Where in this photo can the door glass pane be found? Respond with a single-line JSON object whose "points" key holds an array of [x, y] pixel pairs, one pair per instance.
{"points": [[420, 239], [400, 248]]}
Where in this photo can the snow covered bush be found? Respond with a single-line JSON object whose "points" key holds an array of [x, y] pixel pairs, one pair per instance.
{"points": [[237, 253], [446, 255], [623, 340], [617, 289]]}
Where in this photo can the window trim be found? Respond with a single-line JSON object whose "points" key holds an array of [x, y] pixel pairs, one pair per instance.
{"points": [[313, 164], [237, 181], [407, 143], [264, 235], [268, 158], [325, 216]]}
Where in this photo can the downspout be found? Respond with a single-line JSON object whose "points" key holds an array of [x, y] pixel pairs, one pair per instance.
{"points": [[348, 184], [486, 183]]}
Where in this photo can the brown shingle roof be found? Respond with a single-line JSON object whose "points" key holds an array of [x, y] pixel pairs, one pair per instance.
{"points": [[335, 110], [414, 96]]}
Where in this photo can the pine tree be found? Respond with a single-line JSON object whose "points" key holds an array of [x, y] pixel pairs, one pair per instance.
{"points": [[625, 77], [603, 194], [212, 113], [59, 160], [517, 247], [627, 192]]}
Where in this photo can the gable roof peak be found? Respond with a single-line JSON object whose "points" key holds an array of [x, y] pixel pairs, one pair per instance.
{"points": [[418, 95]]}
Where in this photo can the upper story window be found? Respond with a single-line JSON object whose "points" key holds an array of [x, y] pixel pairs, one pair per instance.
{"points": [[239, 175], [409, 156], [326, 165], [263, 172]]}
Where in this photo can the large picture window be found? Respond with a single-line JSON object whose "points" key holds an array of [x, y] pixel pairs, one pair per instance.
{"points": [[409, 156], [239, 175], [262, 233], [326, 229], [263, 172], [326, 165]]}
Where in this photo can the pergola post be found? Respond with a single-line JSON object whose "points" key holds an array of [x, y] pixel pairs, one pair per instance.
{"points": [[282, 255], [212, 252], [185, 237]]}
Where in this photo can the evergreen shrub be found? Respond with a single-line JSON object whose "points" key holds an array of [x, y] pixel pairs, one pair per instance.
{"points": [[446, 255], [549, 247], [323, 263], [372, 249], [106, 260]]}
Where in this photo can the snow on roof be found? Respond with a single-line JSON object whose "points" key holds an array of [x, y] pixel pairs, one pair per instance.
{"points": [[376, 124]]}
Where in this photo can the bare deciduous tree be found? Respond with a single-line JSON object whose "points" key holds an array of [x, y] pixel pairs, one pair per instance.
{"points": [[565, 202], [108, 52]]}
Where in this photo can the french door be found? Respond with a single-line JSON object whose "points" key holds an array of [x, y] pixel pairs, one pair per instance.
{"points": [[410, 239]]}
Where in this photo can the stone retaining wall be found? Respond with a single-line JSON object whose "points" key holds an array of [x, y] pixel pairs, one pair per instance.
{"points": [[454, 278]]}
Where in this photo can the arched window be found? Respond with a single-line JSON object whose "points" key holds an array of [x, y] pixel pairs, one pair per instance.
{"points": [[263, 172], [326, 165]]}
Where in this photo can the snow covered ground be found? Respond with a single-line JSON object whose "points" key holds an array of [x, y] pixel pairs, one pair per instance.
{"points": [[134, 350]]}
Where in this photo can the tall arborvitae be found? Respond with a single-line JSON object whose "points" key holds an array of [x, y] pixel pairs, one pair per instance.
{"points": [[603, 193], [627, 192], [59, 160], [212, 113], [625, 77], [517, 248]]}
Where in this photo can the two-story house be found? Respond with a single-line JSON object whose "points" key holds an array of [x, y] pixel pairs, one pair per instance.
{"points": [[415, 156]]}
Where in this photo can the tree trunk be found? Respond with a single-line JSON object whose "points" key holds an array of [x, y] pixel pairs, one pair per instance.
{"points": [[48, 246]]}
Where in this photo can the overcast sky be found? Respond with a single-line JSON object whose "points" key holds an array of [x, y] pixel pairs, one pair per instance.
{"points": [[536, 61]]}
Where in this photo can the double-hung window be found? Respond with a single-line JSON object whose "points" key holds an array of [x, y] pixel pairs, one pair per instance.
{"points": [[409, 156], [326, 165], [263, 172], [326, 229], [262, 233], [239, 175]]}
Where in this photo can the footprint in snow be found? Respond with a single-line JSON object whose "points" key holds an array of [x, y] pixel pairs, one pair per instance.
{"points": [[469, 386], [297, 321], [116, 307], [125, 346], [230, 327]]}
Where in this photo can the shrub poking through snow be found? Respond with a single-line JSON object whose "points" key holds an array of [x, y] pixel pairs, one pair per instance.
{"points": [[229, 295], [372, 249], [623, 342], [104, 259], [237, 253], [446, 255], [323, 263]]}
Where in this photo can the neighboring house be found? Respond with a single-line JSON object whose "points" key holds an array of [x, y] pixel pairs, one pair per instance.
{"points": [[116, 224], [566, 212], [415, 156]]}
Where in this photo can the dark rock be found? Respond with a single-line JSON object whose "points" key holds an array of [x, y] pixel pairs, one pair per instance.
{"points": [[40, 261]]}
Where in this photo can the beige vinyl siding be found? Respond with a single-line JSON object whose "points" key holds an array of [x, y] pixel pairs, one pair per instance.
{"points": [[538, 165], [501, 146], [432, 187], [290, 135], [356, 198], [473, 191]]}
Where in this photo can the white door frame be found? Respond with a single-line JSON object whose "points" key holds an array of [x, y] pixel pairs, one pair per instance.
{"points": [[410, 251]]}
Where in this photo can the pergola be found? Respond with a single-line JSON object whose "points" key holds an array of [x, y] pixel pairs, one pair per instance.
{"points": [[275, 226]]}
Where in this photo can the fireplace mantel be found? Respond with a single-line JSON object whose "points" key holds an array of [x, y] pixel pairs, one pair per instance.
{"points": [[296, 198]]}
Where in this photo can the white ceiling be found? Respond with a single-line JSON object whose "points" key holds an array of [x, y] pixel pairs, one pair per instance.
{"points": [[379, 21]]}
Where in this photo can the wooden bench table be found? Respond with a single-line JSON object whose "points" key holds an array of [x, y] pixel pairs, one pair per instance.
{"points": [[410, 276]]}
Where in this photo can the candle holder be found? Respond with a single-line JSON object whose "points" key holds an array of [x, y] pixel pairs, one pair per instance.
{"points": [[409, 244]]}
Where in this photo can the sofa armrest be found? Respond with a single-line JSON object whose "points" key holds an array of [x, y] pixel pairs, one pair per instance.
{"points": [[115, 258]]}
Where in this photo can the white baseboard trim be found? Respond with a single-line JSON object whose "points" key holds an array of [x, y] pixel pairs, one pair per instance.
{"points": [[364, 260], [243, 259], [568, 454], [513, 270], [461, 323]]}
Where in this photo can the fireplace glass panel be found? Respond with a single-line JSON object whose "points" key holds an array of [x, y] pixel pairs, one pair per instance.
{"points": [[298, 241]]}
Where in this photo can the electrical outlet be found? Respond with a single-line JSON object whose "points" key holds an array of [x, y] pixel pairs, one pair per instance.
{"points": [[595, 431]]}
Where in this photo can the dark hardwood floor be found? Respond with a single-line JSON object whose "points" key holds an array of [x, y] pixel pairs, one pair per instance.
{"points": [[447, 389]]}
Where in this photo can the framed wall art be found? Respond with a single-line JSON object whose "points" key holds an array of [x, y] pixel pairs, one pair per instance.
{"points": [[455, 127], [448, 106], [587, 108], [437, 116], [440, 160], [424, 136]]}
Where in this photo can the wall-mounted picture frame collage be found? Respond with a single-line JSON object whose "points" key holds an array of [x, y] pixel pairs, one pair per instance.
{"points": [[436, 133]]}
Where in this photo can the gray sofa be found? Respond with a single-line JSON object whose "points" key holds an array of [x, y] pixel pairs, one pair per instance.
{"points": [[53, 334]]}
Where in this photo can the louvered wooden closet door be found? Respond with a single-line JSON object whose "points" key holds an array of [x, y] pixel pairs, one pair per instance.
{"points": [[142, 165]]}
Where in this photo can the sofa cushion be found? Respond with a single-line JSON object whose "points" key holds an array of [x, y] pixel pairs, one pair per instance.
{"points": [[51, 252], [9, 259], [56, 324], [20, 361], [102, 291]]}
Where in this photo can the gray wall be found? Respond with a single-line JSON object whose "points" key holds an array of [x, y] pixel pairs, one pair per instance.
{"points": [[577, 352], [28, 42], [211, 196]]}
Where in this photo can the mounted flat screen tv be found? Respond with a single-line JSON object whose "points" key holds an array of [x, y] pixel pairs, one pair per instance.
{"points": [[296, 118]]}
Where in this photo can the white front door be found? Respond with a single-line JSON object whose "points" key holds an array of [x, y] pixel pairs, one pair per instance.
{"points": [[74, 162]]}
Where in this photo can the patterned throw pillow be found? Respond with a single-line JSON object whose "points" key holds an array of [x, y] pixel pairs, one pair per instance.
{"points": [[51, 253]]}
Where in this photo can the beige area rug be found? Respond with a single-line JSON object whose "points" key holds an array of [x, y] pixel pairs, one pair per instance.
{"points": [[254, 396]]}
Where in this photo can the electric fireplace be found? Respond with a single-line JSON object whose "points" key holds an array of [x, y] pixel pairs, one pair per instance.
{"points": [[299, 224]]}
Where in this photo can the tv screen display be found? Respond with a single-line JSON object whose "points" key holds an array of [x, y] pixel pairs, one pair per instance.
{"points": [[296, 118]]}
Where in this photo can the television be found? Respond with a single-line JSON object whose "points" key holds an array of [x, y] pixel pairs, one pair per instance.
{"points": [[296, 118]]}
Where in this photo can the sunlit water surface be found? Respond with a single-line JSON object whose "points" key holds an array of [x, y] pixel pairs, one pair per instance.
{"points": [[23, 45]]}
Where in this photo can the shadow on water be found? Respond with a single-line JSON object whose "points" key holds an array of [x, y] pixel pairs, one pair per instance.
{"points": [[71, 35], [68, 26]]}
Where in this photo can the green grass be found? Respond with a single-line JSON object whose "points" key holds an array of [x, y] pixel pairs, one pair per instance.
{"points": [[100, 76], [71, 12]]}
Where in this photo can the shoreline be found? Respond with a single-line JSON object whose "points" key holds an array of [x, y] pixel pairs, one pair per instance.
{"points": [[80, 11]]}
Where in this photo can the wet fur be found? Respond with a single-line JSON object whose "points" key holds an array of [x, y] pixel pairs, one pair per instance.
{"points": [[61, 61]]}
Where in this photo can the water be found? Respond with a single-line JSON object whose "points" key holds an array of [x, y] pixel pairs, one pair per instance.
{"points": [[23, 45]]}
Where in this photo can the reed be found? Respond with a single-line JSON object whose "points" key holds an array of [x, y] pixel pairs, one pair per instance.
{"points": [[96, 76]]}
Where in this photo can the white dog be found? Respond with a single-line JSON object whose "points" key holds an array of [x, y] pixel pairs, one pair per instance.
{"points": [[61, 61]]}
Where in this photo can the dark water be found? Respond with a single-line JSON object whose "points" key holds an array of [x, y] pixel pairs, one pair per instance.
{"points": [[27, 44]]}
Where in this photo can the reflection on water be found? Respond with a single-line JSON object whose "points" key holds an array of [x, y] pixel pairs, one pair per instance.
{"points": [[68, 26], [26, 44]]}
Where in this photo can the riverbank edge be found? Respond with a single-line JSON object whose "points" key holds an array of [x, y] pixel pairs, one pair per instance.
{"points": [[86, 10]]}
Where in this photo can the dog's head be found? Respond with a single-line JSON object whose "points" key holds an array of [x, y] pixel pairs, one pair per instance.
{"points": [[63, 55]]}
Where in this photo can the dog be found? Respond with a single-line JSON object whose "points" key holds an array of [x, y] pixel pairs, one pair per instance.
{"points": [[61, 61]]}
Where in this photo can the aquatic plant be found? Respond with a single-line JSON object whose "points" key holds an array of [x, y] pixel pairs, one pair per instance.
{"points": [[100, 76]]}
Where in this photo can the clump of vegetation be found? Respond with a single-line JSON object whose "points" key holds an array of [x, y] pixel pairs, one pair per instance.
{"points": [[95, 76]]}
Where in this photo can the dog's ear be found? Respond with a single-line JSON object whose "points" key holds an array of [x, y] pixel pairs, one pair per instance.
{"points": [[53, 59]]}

..............................

PROBLEM STATEMENT >> Exactly and exclusively, repeat the lines from the line that contains "Where in this photo can the riverbank" through the end of the records, both ends included.

RESULT BELOW >>
Where in this photo can the riverbank edge be found? Respond with a single-line JSON object whose "points" key holds an array of [x, y] pixel pairs, one pair per instance.
{"points": [[86, 10]]}
Where in this photo can the dog's head be found? Respond with a single-line JSON object whose "points" key holds an array of [x, y] pixel pairs, one pair per instance.
{"points": [[63, 55]]}
Where in this photo can the dog be found? Respond with a single-line JSON object whose "points" key holds an array of [x, y] pixel pairs, one pair per instance.
{"points": [[61, 61]]}
Where in this photo can the aquatic plant be found? Respond with a single-line JSON object whose "points" key holds an array of [x, y] pixel pairs, one pair per instance.
{"points": [[100, 76]]}
Where in this photo can the clump of vegetation be found? Respond with a single-line JSON object whose "points" key holds an array of [x, y] pixel pairs, one pair per instance.
{"points": [[95, 76]]}
Where in this photo can the dog's ear be found? Respond with a single-line JSON object whose "points" key holds an array of [x, y] pixel pairs, one pair per instance.
{"points": [[53, 59]]}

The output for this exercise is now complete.